__Records supplied__:
================================

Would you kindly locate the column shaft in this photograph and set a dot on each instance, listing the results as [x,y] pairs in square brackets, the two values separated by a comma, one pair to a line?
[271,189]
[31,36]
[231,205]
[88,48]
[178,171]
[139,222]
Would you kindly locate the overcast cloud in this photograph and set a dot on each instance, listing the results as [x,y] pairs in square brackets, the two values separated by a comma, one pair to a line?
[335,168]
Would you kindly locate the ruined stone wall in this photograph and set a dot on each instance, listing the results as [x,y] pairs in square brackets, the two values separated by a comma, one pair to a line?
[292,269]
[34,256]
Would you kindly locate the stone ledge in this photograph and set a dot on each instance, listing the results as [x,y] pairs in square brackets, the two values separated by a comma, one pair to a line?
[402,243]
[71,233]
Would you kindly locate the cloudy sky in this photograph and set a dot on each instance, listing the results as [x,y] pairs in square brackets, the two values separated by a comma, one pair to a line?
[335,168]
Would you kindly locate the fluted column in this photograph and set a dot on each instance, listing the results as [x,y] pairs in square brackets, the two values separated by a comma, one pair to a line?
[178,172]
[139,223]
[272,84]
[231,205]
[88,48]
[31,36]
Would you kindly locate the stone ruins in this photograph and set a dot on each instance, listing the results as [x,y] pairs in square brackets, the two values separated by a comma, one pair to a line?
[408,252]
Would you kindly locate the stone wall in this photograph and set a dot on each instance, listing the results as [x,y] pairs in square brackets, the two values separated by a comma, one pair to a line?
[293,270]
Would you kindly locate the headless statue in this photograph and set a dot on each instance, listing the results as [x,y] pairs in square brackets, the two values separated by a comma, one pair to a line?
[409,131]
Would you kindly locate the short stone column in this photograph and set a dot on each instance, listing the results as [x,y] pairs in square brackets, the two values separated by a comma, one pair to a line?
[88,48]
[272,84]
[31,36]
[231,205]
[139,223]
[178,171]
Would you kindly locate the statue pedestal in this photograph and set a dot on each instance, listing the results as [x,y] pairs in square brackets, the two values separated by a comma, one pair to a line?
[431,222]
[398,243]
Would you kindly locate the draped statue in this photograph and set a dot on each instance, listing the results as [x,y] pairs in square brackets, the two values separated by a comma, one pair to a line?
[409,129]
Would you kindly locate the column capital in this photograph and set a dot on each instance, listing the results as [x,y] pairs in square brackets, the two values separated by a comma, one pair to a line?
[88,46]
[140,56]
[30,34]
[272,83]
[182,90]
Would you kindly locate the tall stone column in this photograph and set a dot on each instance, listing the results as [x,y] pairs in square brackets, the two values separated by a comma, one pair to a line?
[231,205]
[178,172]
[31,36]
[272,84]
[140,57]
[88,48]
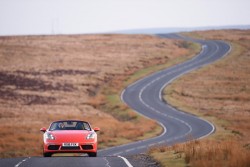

================================

Extract every row above that contains the word "ledge", matching case exactly.

Would you kindly locate the stone ledge in this photograph and set a dot on each instance, listing the results as [x,y] pairs in square brackets, the two values separated by a comma, one pair to a line?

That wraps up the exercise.